BEGIN Document section

Full disclosure – the original title of this article was AUTHOR VISITS ARE AWESOME AND HERE IS HOW YOU CAN PLAN ONE FOR YOUR FABULOUS SELF AND YOUR AMAZING BOOK, YEA! But that seemed a tad a wordy.
Fortunately I have plenty of space down here in the roomy “article” section to share tips that I learned about organizing and executing author visits. So let’s begin with the what – what is an author visit?
An author visit is when an author meets with a group of people to talk about their books, the craft of writing, the world of publishing, and/or related issues like literacy.
A critical part of planning a visit is figuring out what you are comfortable doing. Singing songs to Pre K kids about a character from your book? Putting on a PowerPoint presentation for 400 third graders about revisions? Speaking at a charity auction about the importance of reading?
It can evolve over time but knowing what you can talk about comfortably will define your audience. Visits can include all sort of activities but mine usually fall into this pattern: a reading, some sort of presentation, then a signing.
So with that in mind, the next question is where – where do authors visit?

END Document section

### Objectives
• a. Say whether each statement below agrees with the article on author visits, answering yes or no and quoting the words of the text that decide it: (i) the original title was set aside for being too short; (ii) knowing what you can talk about comfortably will define your audience; (iii) the writer's visits usually follow the pattern of a reading, a presentation, then a signing.
• b. List every subject that the article on author visits gives, in its definition of an author visit, as something an author may talk about with a group.

BEGIN Rows

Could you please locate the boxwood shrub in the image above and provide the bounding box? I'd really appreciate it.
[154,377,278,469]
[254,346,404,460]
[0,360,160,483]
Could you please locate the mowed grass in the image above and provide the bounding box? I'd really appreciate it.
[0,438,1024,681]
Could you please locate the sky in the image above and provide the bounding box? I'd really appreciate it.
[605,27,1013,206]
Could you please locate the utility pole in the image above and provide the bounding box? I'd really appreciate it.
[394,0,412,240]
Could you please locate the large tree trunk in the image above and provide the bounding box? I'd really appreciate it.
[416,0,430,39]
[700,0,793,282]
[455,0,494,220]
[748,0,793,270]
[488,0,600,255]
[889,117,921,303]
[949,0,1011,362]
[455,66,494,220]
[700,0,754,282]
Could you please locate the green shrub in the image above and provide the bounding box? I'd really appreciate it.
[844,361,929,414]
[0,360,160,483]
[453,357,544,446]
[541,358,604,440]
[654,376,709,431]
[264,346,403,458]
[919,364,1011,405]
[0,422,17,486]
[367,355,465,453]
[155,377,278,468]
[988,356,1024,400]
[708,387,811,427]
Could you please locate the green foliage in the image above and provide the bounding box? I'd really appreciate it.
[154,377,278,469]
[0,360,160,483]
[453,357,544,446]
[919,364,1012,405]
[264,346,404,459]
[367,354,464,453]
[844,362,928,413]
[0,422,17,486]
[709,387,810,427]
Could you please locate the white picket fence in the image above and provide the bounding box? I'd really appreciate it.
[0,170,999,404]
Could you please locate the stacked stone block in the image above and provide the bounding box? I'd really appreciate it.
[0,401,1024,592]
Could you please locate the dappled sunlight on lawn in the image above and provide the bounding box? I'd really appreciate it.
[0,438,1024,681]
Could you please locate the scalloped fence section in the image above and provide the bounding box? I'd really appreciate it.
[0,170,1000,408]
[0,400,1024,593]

END Rows

### Responses to the exercise
• a.
(i) No: "But that seemed a tad a wordy."
(ii) Yes: "knowing what you can talk about comfortably will define your audience."
(iii) Yes: "mine usually fall into this pattern: a reading, some sort of presentation, then a signing."

• b.
1. Their books
2. The craft of writing
3. The world of publishing
4. Related issues like literacy